#### [WORK INSTRUCTION]
All lines from the one with "80L279 95L330 93L326" through the final line below are to be reproduced exactly; omit the others.

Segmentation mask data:
>>>>

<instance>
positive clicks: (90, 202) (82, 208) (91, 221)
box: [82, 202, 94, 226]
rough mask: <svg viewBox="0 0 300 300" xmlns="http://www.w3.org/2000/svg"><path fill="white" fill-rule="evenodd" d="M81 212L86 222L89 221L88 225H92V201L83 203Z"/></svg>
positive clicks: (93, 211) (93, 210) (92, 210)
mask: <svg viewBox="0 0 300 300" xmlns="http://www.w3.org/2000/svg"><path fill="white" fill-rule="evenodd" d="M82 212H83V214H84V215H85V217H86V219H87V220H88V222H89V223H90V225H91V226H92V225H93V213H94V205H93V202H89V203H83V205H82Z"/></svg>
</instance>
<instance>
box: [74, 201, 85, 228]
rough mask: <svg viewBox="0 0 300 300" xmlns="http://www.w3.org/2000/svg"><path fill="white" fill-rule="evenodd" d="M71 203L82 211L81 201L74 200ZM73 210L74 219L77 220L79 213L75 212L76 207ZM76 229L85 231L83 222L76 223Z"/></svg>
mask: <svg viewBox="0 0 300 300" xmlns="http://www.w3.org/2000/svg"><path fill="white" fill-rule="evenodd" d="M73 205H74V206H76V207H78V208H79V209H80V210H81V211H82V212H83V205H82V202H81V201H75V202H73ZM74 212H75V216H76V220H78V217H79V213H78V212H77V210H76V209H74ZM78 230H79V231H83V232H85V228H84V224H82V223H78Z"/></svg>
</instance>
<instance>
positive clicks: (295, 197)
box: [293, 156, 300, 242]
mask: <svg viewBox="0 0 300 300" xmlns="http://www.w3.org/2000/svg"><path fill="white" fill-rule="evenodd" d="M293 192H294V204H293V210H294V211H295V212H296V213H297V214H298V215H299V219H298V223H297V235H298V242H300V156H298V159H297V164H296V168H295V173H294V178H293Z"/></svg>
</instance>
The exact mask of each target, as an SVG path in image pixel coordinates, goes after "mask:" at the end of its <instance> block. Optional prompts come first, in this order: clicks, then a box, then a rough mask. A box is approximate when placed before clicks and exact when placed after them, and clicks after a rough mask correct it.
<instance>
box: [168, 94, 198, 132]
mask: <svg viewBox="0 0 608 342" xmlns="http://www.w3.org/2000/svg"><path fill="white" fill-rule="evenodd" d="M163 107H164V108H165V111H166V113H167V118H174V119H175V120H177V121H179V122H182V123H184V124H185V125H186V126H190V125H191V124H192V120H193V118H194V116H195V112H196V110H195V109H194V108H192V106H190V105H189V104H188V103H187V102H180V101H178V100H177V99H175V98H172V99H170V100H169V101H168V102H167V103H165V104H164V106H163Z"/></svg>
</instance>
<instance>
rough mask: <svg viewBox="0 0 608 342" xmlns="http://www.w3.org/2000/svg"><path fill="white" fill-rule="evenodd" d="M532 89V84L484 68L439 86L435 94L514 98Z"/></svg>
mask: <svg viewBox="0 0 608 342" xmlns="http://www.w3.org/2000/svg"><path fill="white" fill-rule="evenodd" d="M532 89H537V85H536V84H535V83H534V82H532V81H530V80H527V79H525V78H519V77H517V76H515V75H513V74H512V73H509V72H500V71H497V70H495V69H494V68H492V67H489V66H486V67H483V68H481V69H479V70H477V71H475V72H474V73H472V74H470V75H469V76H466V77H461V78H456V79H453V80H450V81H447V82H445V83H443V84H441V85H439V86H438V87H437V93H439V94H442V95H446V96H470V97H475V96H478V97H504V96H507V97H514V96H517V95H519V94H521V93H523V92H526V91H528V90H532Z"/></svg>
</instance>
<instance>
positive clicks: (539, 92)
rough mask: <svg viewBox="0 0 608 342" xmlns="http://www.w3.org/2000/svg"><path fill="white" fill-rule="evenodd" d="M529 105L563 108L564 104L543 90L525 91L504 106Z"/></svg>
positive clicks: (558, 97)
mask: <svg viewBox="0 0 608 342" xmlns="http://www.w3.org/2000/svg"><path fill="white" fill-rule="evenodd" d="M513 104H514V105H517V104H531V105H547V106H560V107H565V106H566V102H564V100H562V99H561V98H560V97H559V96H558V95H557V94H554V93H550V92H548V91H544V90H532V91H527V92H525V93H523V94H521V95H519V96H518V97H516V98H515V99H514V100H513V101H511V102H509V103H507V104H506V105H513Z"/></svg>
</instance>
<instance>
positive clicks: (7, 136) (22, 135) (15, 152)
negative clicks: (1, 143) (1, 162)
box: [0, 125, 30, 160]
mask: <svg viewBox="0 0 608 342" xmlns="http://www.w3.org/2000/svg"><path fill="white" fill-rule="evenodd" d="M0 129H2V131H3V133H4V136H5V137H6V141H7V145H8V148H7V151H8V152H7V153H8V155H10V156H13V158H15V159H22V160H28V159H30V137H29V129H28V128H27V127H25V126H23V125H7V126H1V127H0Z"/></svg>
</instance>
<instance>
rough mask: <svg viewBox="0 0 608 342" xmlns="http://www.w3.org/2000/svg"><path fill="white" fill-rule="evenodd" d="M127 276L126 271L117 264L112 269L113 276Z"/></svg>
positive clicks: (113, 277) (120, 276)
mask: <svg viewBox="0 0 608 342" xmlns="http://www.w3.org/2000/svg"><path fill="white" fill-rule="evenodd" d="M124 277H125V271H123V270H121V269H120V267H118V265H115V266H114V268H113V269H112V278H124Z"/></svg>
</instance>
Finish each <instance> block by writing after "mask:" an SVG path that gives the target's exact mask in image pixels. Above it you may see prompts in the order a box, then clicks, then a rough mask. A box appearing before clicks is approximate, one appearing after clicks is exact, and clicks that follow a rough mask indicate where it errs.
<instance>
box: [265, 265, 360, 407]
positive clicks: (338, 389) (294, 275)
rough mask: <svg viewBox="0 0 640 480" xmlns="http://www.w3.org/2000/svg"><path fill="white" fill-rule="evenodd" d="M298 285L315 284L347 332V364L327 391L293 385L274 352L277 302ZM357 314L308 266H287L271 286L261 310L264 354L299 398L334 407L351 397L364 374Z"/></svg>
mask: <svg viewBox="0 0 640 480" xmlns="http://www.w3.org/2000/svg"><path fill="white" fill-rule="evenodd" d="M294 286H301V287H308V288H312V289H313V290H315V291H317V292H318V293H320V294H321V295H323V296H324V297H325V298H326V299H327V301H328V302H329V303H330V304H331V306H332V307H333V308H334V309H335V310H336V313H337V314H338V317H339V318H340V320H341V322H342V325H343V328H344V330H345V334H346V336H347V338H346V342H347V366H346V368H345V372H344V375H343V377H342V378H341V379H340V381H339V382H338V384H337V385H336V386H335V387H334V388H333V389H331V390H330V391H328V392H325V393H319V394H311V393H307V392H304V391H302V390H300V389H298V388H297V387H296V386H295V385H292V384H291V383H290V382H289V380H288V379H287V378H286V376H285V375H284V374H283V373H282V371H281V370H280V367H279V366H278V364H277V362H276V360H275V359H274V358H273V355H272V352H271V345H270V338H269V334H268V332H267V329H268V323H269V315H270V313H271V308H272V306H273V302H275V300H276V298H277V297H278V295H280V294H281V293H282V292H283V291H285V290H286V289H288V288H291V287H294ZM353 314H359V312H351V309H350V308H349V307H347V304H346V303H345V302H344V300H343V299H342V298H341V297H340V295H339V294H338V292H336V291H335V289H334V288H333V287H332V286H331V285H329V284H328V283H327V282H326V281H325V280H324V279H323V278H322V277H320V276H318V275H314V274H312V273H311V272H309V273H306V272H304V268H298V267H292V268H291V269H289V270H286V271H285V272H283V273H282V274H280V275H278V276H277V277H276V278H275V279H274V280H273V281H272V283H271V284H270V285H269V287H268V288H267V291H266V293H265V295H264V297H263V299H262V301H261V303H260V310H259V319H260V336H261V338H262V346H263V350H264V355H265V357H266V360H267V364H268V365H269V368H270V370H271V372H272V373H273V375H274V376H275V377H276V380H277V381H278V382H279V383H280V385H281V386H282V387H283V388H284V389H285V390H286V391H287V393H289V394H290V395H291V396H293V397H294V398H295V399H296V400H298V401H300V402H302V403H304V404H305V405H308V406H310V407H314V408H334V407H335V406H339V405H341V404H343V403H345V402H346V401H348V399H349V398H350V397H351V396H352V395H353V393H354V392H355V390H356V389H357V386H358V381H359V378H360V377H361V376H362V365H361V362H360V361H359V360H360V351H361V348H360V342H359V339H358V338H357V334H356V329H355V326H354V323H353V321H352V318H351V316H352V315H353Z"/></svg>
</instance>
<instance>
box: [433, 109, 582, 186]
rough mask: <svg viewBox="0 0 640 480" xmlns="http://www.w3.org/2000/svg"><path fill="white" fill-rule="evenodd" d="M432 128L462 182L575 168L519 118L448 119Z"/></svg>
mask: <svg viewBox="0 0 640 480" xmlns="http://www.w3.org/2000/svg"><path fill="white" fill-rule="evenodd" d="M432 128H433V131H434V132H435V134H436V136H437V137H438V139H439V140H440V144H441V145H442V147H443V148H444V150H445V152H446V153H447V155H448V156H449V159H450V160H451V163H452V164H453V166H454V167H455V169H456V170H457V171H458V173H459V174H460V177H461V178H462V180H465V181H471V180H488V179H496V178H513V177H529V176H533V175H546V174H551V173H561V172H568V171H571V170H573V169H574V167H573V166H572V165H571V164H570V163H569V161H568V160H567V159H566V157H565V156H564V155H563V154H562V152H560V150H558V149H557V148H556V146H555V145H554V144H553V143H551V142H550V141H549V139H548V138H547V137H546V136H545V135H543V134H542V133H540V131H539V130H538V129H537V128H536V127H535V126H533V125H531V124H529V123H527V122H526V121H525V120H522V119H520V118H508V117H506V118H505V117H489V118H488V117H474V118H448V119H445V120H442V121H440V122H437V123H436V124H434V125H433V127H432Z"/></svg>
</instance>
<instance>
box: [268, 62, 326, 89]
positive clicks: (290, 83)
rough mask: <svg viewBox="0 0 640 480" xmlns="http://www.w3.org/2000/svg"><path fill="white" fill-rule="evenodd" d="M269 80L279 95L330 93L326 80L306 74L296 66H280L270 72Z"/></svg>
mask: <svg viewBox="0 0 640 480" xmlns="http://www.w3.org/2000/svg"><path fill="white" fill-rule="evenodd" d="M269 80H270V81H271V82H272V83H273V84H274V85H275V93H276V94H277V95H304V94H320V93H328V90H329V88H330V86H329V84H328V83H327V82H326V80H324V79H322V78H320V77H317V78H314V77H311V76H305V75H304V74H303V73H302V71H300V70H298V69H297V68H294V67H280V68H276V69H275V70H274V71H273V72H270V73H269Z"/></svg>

<<<<

#### [EXERCISE ANSWER]
rough mask: <svg viewBox="0 0 640 480" xmlns="http://www.w3.org/2000/svg"><path fill="white" fill-rule="evenodd" d="M269 80L279 95L330 93L326 80L306 74L296 66H280L270 72Z"/></svg>
mask: <svg viewBox="0 0 640 480" xmlns="http://www.w3.org/2000/svg"><path fill="white" fill-rule="evenodd" d="M269 80H270V81H271V82H272V83H273V84H274V85H275V93H276V94H277V95H304V94H320V93H328V90H329V88H330V86H329V84H328V83H327V82H326V80H324V79H322V78H320V77H317V78H314V77H311V76H305V75H304V74H303V73H302V71H300V70H298V69H297V68H294V67H280V68H276V69H275V70H274V71H273V72H270V73H269Z"/></svg>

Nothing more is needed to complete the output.